In parte, pesano scommesse che si sono rivelate un boomerang: Fabbrica Italia, lanciata con grande enfasi, è ben lontana dal traguardo di un milione e 400 mila vetture annue da produrre nel nostro paese entro il 2014. Anzi, da quel giorno d’aprile in cui Marchionne lanciò la sua sfida, le auto montate in Italia sono scese da 900 mila a mezzo milione o giù di lì.
Nel frattempo, nonostante il sì di Pomigliano e Mirafiori al nuovo contratto, le prospettive italiane della Fiat non sono migliorate, semmai sono diventate ancor più cupe: lo stesso Marchionne ha sottolineato nell’intervista al Corriere della Sera che, “senza costi competitivi, dovremo ritirarci da due stabilimenti”. Frasi che sembrano fatte apposta per suscitare la caccia alla prossima vittima: Mirafiori e la stessa Pomigliano? Ipotesi smentite dall’azienda che ha detto di avere concentrato gli investimenti nei siti incriminati. Ma, al di là delle smentite che a volte sono una notizia data due volte, attorno alla strategia di Marchionne s’è creato un clima “giallo”, quasi di mistero: dietro le sortite dell’ad del Lingotto c’è solo il linguaggio franco, ai limiti dell’asprezza, di un manager che si definisce “una ciofeca come comunicatore”?

§ **Dati in esame**:
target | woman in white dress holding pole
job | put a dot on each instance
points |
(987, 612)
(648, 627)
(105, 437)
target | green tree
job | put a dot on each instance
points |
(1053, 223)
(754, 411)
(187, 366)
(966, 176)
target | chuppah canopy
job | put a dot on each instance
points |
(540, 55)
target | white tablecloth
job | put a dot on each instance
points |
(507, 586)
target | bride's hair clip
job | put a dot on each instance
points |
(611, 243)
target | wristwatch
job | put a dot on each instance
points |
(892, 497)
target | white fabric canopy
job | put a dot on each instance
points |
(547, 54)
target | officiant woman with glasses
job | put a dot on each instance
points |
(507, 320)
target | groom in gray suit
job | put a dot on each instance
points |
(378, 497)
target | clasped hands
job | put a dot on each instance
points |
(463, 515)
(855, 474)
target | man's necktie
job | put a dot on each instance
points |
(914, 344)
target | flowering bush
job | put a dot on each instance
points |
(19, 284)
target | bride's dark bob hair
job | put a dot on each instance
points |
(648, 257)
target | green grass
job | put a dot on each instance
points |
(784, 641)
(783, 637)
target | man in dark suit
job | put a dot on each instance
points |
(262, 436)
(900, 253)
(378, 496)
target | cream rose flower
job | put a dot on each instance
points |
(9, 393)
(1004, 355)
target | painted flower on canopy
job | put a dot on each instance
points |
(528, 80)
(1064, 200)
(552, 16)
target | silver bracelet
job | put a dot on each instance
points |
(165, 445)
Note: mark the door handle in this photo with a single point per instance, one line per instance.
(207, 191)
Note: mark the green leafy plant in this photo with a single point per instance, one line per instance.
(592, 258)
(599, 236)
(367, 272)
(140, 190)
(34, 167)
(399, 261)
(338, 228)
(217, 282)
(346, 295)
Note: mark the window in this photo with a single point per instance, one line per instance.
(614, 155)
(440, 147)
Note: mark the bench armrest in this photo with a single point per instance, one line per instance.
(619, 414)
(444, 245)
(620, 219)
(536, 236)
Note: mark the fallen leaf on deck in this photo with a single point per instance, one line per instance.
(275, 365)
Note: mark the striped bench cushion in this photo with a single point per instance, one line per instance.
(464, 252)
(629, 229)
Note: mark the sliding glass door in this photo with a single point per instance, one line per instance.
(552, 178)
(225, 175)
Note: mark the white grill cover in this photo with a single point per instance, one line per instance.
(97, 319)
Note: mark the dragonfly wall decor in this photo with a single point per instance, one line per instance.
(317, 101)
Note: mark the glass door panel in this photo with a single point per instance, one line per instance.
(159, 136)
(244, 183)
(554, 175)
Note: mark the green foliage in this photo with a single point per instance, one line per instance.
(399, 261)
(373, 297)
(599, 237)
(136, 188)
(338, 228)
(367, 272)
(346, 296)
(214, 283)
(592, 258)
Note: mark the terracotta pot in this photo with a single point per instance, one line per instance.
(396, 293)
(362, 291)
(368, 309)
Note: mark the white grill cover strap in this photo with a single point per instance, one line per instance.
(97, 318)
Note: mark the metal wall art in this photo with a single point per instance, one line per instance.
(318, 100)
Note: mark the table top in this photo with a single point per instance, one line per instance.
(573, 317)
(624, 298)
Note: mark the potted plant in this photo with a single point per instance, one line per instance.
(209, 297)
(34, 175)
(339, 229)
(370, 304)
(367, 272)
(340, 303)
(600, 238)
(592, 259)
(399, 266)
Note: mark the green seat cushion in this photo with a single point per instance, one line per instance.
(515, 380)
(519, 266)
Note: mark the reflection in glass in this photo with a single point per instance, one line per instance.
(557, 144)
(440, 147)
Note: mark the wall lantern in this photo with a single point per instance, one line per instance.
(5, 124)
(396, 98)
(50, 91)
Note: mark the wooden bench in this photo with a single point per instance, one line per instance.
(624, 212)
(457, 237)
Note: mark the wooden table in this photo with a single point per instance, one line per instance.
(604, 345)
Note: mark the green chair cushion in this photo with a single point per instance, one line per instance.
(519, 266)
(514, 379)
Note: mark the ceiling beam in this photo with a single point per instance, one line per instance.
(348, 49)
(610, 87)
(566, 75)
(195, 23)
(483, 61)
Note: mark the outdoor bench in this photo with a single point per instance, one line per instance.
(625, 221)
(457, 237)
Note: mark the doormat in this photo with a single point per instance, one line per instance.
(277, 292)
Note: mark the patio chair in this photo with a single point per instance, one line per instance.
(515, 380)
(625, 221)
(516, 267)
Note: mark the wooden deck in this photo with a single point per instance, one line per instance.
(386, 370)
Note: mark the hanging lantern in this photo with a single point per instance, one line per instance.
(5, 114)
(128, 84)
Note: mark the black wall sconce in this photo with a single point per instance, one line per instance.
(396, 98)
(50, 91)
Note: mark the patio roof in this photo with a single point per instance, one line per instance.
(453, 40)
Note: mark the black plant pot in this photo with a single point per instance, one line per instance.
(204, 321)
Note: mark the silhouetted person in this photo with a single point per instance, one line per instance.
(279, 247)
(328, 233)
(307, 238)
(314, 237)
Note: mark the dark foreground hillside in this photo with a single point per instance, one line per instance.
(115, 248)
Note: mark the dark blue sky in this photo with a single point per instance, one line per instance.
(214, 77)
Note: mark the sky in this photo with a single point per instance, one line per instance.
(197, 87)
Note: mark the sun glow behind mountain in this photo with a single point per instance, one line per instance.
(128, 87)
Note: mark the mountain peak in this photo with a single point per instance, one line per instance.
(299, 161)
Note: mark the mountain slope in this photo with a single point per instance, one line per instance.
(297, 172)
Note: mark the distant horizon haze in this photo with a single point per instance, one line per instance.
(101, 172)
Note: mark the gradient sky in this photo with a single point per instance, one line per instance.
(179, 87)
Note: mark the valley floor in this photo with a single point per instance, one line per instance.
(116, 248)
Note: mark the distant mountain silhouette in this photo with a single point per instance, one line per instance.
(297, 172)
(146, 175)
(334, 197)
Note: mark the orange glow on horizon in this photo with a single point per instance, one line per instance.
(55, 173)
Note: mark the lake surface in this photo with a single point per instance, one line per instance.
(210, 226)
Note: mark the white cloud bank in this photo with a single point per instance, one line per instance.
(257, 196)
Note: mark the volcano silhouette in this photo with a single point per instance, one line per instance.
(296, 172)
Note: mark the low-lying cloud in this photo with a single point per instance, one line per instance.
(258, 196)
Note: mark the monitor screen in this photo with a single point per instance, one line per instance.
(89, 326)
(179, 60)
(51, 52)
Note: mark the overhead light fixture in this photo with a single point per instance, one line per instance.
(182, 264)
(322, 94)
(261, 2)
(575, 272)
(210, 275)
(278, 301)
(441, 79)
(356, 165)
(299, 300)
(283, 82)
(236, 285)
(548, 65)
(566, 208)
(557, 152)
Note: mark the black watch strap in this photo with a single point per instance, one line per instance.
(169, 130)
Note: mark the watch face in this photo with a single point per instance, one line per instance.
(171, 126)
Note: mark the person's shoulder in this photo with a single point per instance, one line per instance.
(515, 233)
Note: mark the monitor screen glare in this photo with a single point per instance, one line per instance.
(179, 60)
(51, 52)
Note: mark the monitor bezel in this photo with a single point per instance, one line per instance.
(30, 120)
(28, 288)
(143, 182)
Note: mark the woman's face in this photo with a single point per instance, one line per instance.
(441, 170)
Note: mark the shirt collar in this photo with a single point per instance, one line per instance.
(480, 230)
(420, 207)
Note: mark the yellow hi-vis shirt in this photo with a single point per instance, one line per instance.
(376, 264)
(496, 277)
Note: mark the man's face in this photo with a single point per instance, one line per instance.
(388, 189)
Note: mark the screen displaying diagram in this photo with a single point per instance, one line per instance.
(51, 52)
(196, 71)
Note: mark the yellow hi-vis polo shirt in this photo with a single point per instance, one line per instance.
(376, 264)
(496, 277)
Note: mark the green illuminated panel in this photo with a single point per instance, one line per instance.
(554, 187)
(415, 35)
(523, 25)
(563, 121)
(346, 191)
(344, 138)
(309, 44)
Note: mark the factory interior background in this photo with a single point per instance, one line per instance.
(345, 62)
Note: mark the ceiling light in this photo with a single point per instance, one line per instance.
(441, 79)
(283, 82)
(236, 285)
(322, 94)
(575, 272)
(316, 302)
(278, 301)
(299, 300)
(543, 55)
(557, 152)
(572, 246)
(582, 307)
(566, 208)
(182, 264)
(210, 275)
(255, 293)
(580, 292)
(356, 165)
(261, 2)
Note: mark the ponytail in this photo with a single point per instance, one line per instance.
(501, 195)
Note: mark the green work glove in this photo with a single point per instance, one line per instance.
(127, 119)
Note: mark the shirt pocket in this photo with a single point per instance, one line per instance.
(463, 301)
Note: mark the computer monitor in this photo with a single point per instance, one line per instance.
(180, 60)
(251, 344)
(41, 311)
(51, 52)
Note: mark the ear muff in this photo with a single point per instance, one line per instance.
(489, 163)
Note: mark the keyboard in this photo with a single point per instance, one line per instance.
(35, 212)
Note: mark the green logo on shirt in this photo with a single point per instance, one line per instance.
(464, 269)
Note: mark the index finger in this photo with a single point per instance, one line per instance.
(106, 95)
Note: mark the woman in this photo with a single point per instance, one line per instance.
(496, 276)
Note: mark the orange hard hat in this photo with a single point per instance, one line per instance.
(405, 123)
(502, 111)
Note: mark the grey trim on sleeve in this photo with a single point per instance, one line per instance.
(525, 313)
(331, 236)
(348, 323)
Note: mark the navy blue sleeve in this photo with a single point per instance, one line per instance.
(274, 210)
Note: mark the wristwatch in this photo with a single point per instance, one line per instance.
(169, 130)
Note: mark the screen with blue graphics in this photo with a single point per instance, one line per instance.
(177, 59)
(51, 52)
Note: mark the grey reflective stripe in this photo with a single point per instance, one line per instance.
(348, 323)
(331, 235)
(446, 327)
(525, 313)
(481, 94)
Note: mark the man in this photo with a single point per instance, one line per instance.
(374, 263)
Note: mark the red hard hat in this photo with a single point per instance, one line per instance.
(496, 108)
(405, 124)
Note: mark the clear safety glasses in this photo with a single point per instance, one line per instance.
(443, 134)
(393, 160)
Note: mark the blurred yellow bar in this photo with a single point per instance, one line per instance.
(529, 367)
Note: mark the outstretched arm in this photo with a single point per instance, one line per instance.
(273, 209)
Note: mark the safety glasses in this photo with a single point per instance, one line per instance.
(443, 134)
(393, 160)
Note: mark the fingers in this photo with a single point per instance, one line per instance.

§ **Elenco dei compiti**:
1. Secondo l'estratto sulla Fiat, quante vetture all'anno avrebbe dovuto produrre in Italia Fabbrica Italia entro il 2014?
2. Prosegui l'estratto sulla Fiat a partire dall'ultima frase riportata.

§ **Soluzioni dell'esercizio**:
1. Un milione e 400 mila vetture all'anno.

2.
Oppure c’è una strategia raffinata? “La realtà – risponde lo storico dell’industria, Berta – è che Marchionne parla il linguaggio di un manager che si confronta sul mercato globale, una cornice che non permette di fare sconti”. L’Europa dell’auto è senz’altro afflitta da un’enorme sovracapacità produttiva: 11 milioni di auto in più che non saranno assorbite dalla domanda. Di qui la necessità di tagliare la produzione, come a suo tempo si è fatto negli Stati Uniti. Ma nessuno, per ora, ha il coraggio di seguire la terapia d’urto suggerita da Marchionne: fare per l’auto ciò che a suo tempo si fece per l’acciaio.
Uno slogan infelice, se si pensa ai costi sociali ed economici affrontati a suo tempo per smontare la vecchia siderurgia. Di sicuro una proposta che non tiene conto del clima politico di Parigi, dove il nuovo presidente, chiunque sia, non accetterà a cuor leggero di smantellare le fabbriche di Peugeot, o di quello di Berlino, che non ha alcuna intenzione, dopo aver sborsato pochi anni fa miliardi a fondo perduto per salvare Opel, di accettare la chiusura delle fabbriche possedute da General Motors. Anche per questo sia Peugeot sia GM hanno risposto picche alla collaborazione con il gruppo automobilistico torinese.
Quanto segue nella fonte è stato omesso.